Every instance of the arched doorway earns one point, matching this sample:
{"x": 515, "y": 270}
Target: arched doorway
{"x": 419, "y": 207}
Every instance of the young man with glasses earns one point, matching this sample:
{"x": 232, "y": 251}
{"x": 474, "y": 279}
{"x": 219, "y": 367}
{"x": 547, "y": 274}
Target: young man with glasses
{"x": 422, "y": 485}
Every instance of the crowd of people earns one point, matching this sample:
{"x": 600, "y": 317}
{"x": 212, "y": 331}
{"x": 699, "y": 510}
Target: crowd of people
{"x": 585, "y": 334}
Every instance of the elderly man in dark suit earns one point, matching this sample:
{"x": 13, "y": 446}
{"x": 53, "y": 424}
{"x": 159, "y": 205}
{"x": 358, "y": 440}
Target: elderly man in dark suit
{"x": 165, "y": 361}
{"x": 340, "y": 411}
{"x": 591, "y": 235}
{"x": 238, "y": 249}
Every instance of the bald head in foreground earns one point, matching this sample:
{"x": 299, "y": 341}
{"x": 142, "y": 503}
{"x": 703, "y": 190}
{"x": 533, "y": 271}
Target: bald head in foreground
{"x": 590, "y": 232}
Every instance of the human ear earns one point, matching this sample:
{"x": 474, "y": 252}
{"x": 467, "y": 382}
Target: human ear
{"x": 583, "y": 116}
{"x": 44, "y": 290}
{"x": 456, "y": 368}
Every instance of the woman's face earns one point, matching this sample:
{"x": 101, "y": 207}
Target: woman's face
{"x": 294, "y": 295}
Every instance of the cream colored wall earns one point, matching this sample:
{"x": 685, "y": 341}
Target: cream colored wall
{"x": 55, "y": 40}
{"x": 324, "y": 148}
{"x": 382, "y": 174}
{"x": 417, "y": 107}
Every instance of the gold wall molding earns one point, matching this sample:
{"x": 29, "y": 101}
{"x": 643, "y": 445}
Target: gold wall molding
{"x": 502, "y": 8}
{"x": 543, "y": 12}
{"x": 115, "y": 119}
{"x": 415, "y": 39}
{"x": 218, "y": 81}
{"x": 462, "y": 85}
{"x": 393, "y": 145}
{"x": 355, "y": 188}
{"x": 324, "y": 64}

■ **Task directions**: Copy the whole listing once more, exactly.

■ **Result**:
Every instance of the arched doorway earns one point, matching this sample:
{"x": 515, "y": 270}
Target: arched doorway
{"x": 419, "y": 207}
Every instance of the young man with glasses earns one point, matching this sample:
{"x": 232, "y": 251}
{"x": 474, "y": 279}
{"x": 219, "y": 367}
{"x": 547, "y": 274}
Target: young man with glasses
{"x": 422, "y": 485}
Every instance of the crowd of people earns one point, matching this sample:
{"x": 600, "y": 317}
{"x": 212, "y": 331}
{"x": 699, "y": 510}
Target: crowd of people
{"x": 585, "y": 334}
Every instance of the elderly man in dark suit earns one point, matching this sample:
{"x": 13, "y": 446}
{"x": 53, "y": 424}
{"x": 159, "y": 205}
{"x": 358, "y": 440}
Target: elderly man in dark suit
{"x": 165, "y": 361}
{"x": 340, "y": 411}
{"x": 591, "y": 235}
{"x": 238, "y": 249}
Every instance of the bald head in foreground earns one point, matching this sample:
{"x": 299, "y": 341}
{"x": 142, "y": 503}
{"x": 703, "y": 190}
{"x": 533, "y": 271}
Target: bald head in foreground
{"x": 590, "y": 232}
Every instance of the human ear earns one point, matching this sample:
{"x": 474, "y": 252}
{"x": 467, "y": 382}
Target: human ear
{"x": 583, "y": 116}
{"x": 44, "y": 290}
{"x": 456, "y": 368}
Every instance of the woman's face earns one point, matching this sample:
{"x": 101, "y": 207}
Target: woman's face
{"x": 294, "y": 295}
Every instance of the cream colored wall earns one point, matching this sample:
{"x": 685, "y": 341}
Target: cream colored wall
{"x": 55, "y": 40}
{"x": 324, "y": 148}
{"x": 382, "y": 174}
{"x": 417, "y": 107}
Every instance of the gold wall molding earns one point, matching this sample:
{"x": 29, "y": 101}
{"x": 643, "y": 445}
Target: gold wall molding
{"x": 502, "y": 8}
{"x": 543, "y": 12}
{"x": 115, "y": 119}
{"x": 415, "y": 39}
{"x": 218, "y": 81}
{"x": 462, "y": 85}
{"x": 393, "y": 145}
{"x": 355, "y": 188}
{"x": 324, "y": 64}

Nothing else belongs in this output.